-------- Provided passage --------

= Takt time =

Manufacturing term

Takt time, or simply takt, is a manufacturing term to describe the required product assembly duration that is needed to match the demand. Often confused with cycle time, takt time is a tool used to design work and it measures the average time interval between the start of production of one unit and the start of production of the next unit when items are produced sequentially. For calculations, it is the time to produce parts divided by the number of parts demanded in that time interval. The takt time is based on customer demand; if a process or a production line are unable to produce at takt time, either demand leveling, additional resources, or process re-engineering is needed to ensure on-time delivery.

For example, if the customer demand is 10 units per week, then, given a 40-hour workweek and steady flow through the production line, the average duration between production starts should be 4 hours, ideally. This interval is further reduced to account for things like machine downtime and scheduled employee breaks.

== Etymology ==
Takt time is a borrowing of the Japanese word (タクトタイム, takuto taimu), which in turn was borrowed from the German word Taktzeit, meaning 'cycle time'. The word was likely introduced to Japan by German engineers in the 1930s.

The word originates from the Latin word "tactus" meaning "touch, sense of touch, feeling". Some earlier meanings include: (16th century) "beat triggered by regular contact, clock beat", then in music "beat indicating the rhythm" and (18th century) "regular unit of note values".

== History ==
Takt time has played an important role in production systems even before the industrial revolution. From 16th-century shipbuilding in Venice, mass-production of Model T by Henry Ford, synchronizing airframe movement in the German aviation industry and many more. Cooperation between the German aviation industry and Mitsubishi brought takt to Japan, where Toyota incorporated it in the Toyota Production System (TPS).

James P. Womack and Daniel T. Jones in The Machine That Changed the World (1990) and Lean Thinking (1996) introduced the world to the concept of "lean". Through this, Takt was connected to lean systems. In the Toyota Production System (TPS), takt time is a central element of the just-in-time pillar (JIT) of this production system.

==Definition==
Assuming a product is made one unit at a time at a constant rate during the net available work time, the takt time is the amount of time that must elapse between two consecutive unit completions in order to meet the demand.

Takt time can be first determined with the formula:
$T = \frac{T_{a}}{D}$

Where

T = Takt time (or takt), e.g. [work time between two consecutive units]

T_{a} = Net time available to work during the period, e.g. [work time per period]

D = Demand (customer demand) during the period, e.g. [units required per period]

Net available time is the amount of time available for work to be done. This excludes break times and any expected stoppage time (for example scheduled maintenance, team briefings, etc.).

Example:
If there are a total of 8 hours (or 480 minutes) in a shift (gross time) less 30 minutes lunch, 30 minutes for breaks (2 × 15 mins), 10 minutes for a team briefing and 10 minutes for basic maintenance checks, then the net Available Time to Work = 480 - 30 - 30 - 10 - 10 = 400 minutes.

If customer demand were 400 units a day and one shift was being run, then the line would be required to output at a minimum rate of one part per minute in order to be able to keep up with customer demand.

Takt time may be adjusted according to requirements within a company. For example, if one department delivers parts to several manufacturing lines, it often makes sense to use similar takt times on all lines to smooth outflow from the preceding station. Customer demand can still be met by adjusting daily working time, reducing down times on machines, and so on.

-------- Data section --------

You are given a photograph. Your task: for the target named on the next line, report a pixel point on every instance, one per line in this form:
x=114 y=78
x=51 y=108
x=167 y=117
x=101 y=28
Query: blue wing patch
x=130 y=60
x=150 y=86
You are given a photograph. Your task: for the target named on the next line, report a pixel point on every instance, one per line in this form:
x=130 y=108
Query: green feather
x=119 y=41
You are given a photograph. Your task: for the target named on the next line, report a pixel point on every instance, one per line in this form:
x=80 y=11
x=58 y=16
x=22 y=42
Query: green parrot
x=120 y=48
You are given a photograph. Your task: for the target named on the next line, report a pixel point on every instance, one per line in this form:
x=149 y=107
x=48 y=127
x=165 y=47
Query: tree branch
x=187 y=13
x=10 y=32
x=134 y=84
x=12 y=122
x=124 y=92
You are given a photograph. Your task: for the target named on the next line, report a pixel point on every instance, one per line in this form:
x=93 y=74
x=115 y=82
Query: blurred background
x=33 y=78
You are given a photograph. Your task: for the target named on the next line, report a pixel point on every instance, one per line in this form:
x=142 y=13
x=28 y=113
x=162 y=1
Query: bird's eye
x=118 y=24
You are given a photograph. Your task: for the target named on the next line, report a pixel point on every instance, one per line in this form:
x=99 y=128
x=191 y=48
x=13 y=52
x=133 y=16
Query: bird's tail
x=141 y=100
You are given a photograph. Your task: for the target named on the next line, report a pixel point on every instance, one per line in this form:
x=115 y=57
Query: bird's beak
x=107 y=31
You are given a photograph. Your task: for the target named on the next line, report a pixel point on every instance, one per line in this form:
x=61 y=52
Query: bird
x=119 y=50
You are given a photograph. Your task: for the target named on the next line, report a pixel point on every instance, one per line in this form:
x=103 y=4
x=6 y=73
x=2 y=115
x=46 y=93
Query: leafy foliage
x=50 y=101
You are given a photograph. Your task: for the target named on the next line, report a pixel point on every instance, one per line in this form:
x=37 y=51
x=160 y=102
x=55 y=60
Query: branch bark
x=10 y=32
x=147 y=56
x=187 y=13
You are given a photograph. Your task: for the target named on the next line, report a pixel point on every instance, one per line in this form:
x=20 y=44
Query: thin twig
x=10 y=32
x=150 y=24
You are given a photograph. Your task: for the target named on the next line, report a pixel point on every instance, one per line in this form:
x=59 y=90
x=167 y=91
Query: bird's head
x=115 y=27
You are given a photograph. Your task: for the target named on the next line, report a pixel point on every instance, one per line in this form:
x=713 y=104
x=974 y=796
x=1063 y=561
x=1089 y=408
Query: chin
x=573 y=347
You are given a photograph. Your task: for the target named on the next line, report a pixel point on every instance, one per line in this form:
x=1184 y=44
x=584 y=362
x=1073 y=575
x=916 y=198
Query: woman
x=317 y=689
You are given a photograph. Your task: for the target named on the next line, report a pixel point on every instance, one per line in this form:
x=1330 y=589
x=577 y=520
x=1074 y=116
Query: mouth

--------

Request:
Can you rewrite the takt time text starting at "James P. Womack" and ending at "this production system.", with "central element" replaced by "core element"?

Result:
James P. Womack and Daniel T. Jones in The Machine That Changed the World (1990) and Lean Thinking (1996) introduced the world to the concept of "lean". Through this, Takt was connected to lean systems. In the Toyota Production System (TPS), takt time is a core element of the just-in-time pillar (JIT) of this production system.